▶ **PAGE TEXT**:
Segment Open
Vegetable Literacy: Cooking and Gardening with Twelve Families from the Edible Plant Kingdom, with over 300 Deliciously Simple Recipes. / Deborah Madison. Published by Ten Speed Press, Berkeley, California, 2013.
Home from the market, grocery store or local farmer’s market, and the large bunches of leaves, roots and herbs were too lovely to pass up. But cooking and savoring the goodness of a big bunch of carrots would mean a large dinner party. Tonight. And assuming that serving carrots would be every guest’s idea of a great feast, how could you wow them into vegetarian bliss over a mountain of orange roots?
Deborah Madison’s Vegetable Literacy will advance your knowledge about vegetables and increase your recipe cache to abundant. She has here effectively described the twelve categories of vegetables in their families (a botanical term), and given directions for cooking them; but also, to speed you on your way to becoming well-versed as well as a good cook, Madison provides named varieties to plan your seed-purchasing adventures. You will want to plant a garden! Your harvest will be flavorful as it is likely to be plentiful, especially, Madison notes, if you culture your soil as well as your plants, as most vegetables require rich, moist soil in order to thrive and make those substances and compounds which are the hallmark of healthy eating.
Memories of dinner at our house many years ago consist of an almost daily helping (and seconds if you wanted) of green peas, plain or with butter. I still love them, along with green beans, edamame (soy beans), and peanuts. Fava beans are good, of course, but their skins need to be peeled, and eaten early: because of their size they carry lots of starch. They’re a Mediterranean import in our gardens and kitchens, so like lentils, they pair well with lemon juice, olive oil and garlic (and of course artichokes, peas, leeks and asparagus). Madison is generous with her dressing recipes, especially vinaigrettes, which she advises as companions to lentils, for example. To make a Meyer Lemon and Shallot Vinaigrette, you need one shallot, the zest and the juice of a Meyer Lemon, Dijon mustard, sea salt and extra virgin olive oil. The mustard and olive oil are added to the first few ingredients, after letting them mellow for 10 minutes (p. 22).
Alright. In the interest of full disclosure, many of Madison’s recipes require an egg, or four or five (if you look at the cakes). So that makes it difficult, certainly more challenging, for those lacto-vegetarians or vegans among us. It would be exciting to veganize a recipe that calls for egg and milk ingredients, because some of the proposed flavor combinations are unique. Consider Rye Honey Cake with Five Spice Powder and Dates, or Carrot Almond Cake with Ricotta Cream.
Madison’s borrowed ideas from Asian and European, and from South American kitchens.
Segment Closed
▶ **DATA FOR REVIEW**:
Segment Open
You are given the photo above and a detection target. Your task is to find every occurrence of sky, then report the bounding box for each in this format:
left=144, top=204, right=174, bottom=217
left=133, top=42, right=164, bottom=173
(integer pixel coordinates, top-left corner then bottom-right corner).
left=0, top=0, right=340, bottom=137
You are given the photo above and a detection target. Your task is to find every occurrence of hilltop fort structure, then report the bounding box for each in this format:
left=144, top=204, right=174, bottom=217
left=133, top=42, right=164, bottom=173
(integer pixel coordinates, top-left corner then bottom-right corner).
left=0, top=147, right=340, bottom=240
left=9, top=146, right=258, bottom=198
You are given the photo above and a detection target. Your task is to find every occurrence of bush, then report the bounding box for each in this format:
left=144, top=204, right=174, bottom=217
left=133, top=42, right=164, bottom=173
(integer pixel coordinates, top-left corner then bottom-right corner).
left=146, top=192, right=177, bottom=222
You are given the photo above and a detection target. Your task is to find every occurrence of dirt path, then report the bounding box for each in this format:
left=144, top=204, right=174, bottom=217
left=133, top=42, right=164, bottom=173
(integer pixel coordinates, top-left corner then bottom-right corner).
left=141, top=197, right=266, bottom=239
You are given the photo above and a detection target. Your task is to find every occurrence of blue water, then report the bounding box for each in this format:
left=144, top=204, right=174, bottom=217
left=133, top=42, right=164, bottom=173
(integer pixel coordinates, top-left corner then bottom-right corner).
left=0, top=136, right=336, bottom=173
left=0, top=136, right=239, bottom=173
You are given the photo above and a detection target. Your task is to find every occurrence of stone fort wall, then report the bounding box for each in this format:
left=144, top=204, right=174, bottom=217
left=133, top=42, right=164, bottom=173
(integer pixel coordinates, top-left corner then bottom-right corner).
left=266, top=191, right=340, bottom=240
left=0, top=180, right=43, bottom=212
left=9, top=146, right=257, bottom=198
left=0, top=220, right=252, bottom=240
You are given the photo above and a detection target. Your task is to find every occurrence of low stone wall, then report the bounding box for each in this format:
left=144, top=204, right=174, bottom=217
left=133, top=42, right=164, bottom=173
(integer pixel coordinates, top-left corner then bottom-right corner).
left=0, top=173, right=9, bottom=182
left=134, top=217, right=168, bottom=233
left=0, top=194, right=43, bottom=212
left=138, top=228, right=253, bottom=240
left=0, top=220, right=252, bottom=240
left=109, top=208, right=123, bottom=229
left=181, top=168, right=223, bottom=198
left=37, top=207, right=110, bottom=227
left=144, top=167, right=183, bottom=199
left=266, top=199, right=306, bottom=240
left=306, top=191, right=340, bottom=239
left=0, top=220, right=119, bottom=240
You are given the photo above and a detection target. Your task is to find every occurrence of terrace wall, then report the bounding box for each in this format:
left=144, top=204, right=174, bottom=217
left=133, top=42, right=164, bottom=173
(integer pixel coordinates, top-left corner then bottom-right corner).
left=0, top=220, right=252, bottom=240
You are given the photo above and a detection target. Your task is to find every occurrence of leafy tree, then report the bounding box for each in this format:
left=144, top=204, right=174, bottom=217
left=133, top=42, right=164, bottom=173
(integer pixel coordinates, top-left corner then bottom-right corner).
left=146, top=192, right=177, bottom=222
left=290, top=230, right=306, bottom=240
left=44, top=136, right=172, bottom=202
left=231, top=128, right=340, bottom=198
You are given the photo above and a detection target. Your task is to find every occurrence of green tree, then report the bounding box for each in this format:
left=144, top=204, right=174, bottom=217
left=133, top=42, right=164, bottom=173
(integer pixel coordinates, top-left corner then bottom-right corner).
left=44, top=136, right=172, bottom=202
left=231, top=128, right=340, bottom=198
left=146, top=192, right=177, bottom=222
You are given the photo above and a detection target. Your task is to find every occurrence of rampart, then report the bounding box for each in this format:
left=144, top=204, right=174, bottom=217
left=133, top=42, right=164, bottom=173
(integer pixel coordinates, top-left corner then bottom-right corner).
Segment Closed
▶ **WHAT THE TASK ASKS**:
Reproduce the review's wording from "Vegetable Literacy: Cooking" up to and including "Berkeley, California, 2013.". Work only from the review; draw on nothing outside it.

▶ **EXERCISE OUTPUT**:
Vegetable Literacy: Cooking and Gardening with Twelve Families from the Edible Plant Kingdom, with over 300 Deliciously Simple Recipes. / Deborah Madison. Published by Ten Speed Press, Berkeley, California, 2013.